<<
>>

§1. Время и бытие

Образ времени изначально служил выражением идеи изменчивости и текучести всего сущего. Находящиеся вне времени объекты если и допускались, то только в качестве имеющих божественные или полубожественные черты.

Естественное существование, в отличие от сверхъестественного, обязательно протекает во времени; вещи рождаются, старятся и в конечном счете неизбежно погибают, уступая место новым поколениям вещей. Восприятие окружающего удостоверяет их реальное существование. Предмет может исчезнуть из области воспринимаемого, оказавшись закрытым или очутившись в пространственном отдалении от воспринимающего. Но есть и другой способ исчезновения предмета, не связанный ни с сокрытием, ни с расстоянием. Разбив вазу, человек видит перед собой груду черепков, вазой не являющихся. Куда при этом делась сама ваза, о которой мы помним? Наша память хранит картины вещей и событий, в реальности которых мы не сомневаемся, хотя не способны их воспринимать. Значит, есть реальность воспринимаемого и реальность вспоминаемого, причем реальность первого рода вызывает впечатления такой силы, что возникает уверенность в том, что это — настоящая реальность. Это настоящее, полнокровное бытие, в отличие от неверных, зыбких свидетельств памяти. Но настоящее не удержать. С фатальной неизбежностью оно оказывается в памяти, в которой оно не может больше называться настоящим. Там оно прошлое — то, что было настоящим, было когда-то вазой или чем-либо еще, а теперь, в новом настоящем, является всего лишь бледной тенью минувшего. Появление новых настоящих порождает представление о будущем. В отличие от прошлого будущее еще более фрагментарно и туманно представляется человеку. Не ясно даже, с какой способностью души можно его связать. Если настоящее дано в восприятии, а прошлое в памяти, то как постигается будущее?
• • • • •
(Задачи для решения):
**A.** Что видит перед собой человек, разбив вазу, согласно тексту о времени и бытии?
**B.** Повторите дословно отрывок из текста о времени и бытии: начните с фрагмента, где есть слова «Образ времени изначально», и остановитесь после слов «или полубожественные черты.».

(Раздел набора данных):
• • • • •
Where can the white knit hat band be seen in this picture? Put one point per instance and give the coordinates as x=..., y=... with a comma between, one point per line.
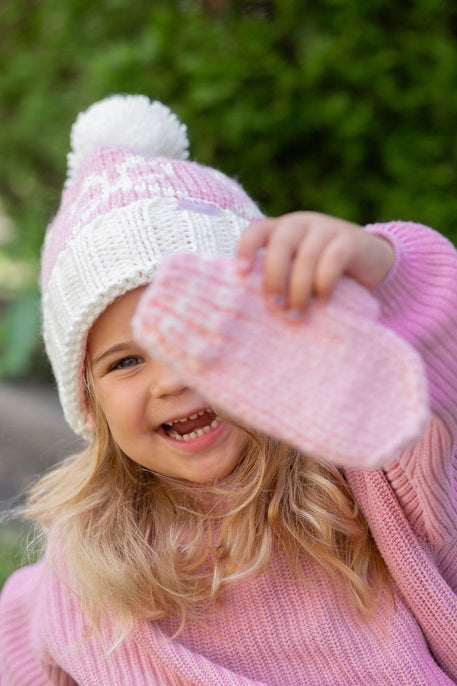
x=115, y=253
• • • • •
(Решения задач):
**A.** Груду черепков, вазой не являющихся.

**B.**
Образ времени изначально служил выражением идеи изменчивости и текучести всего сущего. Находящиеся вне времени объекты если и допускались, то только в качестве имеющих божественные или полубожественные черты.